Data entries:
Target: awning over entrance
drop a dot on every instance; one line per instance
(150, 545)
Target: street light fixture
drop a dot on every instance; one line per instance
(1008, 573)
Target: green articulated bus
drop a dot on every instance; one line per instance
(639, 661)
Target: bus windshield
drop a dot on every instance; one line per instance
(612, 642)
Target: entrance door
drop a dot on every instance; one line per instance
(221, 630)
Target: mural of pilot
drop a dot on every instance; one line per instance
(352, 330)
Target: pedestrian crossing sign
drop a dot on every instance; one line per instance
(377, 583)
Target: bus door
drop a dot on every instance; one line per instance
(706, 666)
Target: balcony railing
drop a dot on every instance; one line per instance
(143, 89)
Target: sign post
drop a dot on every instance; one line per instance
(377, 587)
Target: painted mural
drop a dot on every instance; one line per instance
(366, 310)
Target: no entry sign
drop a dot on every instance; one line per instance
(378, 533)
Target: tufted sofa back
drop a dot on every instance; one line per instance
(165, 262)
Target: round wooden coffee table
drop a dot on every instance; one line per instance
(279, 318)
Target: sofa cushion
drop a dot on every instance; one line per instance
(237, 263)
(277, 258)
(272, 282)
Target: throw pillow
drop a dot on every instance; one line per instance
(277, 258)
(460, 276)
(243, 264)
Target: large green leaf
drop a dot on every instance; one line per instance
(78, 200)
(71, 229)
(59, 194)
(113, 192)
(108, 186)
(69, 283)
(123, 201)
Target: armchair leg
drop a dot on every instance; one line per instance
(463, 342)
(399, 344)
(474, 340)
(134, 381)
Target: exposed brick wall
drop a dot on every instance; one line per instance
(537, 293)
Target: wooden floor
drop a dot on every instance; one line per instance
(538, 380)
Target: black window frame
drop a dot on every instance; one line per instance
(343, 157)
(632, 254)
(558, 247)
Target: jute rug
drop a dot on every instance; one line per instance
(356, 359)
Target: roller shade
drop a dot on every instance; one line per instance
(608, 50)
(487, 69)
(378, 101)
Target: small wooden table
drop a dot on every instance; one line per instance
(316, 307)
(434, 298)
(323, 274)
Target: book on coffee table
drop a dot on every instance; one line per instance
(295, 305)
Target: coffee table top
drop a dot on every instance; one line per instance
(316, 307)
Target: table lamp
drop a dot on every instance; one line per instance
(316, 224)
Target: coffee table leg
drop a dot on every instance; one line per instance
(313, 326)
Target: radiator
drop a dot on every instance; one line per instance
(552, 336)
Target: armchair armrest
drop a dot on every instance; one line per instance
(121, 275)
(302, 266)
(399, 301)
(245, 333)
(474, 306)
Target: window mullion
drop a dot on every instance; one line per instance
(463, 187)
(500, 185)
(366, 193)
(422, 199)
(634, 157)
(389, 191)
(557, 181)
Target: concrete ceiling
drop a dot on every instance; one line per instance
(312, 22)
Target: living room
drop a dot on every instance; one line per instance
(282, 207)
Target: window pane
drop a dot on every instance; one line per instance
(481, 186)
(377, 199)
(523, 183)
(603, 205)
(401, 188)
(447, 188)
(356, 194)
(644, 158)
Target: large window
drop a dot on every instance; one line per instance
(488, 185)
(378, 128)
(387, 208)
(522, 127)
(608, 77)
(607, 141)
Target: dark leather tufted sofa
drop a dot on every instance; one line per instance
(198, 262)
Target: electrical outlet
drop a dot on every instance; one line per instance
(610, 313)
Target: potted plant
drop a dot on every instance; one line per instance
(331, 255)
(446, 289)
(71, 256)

● **EXERCISE AIM**:
Please give the rows above as a two-column CSV with the columns "prompt" and "answer", one line per row. Put each row's text and its answer in their own quoted fields, with line breaks changed to spaces.

● **SOLUTION TO THE EXERCISE**:
prompt,answer
"Target: awning over entrance drop a dot on every instance; one line per instance","(150, 545)"
"Target: street light fixture drop a dot on every instance; one line per instance","(1008, 573)"
"Target: green articulated bus drop a dot on every instance; one line per instance","(639, 661)"
"Target: bus windshield drop a dot on every instance; one line per instance","(612, 642)"
"Target: entrance door drop a dot on every instance; one line per instance","(221, 630)"
"Target: mural of pilot drop a dot on every instance; one line per instance","(352, 330)"
"Target: pedestrian crossing sign drop a dot on every instance; one line per instance","(377, 583)"
"Target: bus door drop a dot on every instance; one line per instance","(706, 666)"
"Target: balcony railing drop a dot on every instance; one line per instance","(143, 89)"
"Target: sign post drop a dot on every instance; one line per instance","(377, 587)"
"Target: painted mural drop a dot on every instance; one line per instance","(366, 310)"
"Target: no entry sign drop a dot on every instance; one line per instance","(378, 533)"
"Target: tufted sofa back drop a dot on every instance; one line per instance","(165, 262)"
"Target: round wooden coffee table drop a dot on every instance; one line per instance","(279, 318)"
"Target: sofa cushion drop a dot on every instance; one line per instance","(237, 263) (277, 258) (272, 282)"
"Target: throw pillow drop a dot on every instance; one line per instance","(277, 258) (460, 276) (243, 264)"
"Target: large green leaf drop a dot on every instance; one line per instance","(78, 200) (71, 229) (59, 194) (113, 192) (108, 186) (69, 283) (123, 201)"
"Target: armchair leg drop a dot on every instance; one line per instance","(463, 342) (399, 344) (474, 340) (134, 381)"
"Target: exposed brick wall drop a dot on every instance; one line per instance","(537, 293)"
"Target: wooden floor drop a dot on every instance; one line per instance","(538, 380)"
"Target: black window frame drop a dot on every instance; one line per instance","(343, 157) (632, 254) (558, 247)"
"Target: jute rug drop a dot on every instance; one line per instance","(356, 359)"
"Target: roller shade drop a dot on every instance; one line per instance","(608, 50) (487, 69) (378, 101)"
"Target: small wooden table drop a dot on every instance; one line per instance","(316, 307) (434, 298) (323, 274)"
"Target: book on coffee table drop a dot on every instance; one line per instance","(295, 305)"
"Target: coffee table top drop a dot on every instance; one line per instance","(316, 307)"
"Target: table lamp drop a dot on every instance; one line per instance","(316, 224)"
"Target: coffee table leg drop a dot on every instance; one line per instance","(313, 326)"
"Target: radiator drop a dot on every instance; one line per instance","(552, 336)"
"Target: armchair armrest drop a dot on every instance; one line per instance","(121, 275) (302, 266) (399, 301) (245, 333) (474, 306)"
"Target: window mullion drop a dot on every instance; one line per instance","(463, 187) (500, 185) (366, 193) (422, 199) (634, 157) (389, 191) (557, 181)"
"Target: concrete ceiling drop a dot on every instance; one line per instance","(312, 22)"
"Target: living room drop a dot on every instance; one line per instance","(282, 207)"
"Target: window pane drop a dot on every instance; one line per instance","(481, 186) (377, 199) (523, 183) (603, 205) (401, 188) (447, 188) (356, 194) (644, 158)"
"Target: large window drop a dot on every instance; one line per instance","(488, 185) (378, 128) (387, 208) (522, 127) (608, 77) (607, 141)"
"Target: dark leather tufted sofa drop a dot on every instance; one line per instance","(198, 262)"
"Target: electrical outlet drop a dot on every instance; one line per instance","(610, 313)"
"Target: potted plant drop a dot on every instance; one line per instance","(331, 255) (446, 289) (71, 256)"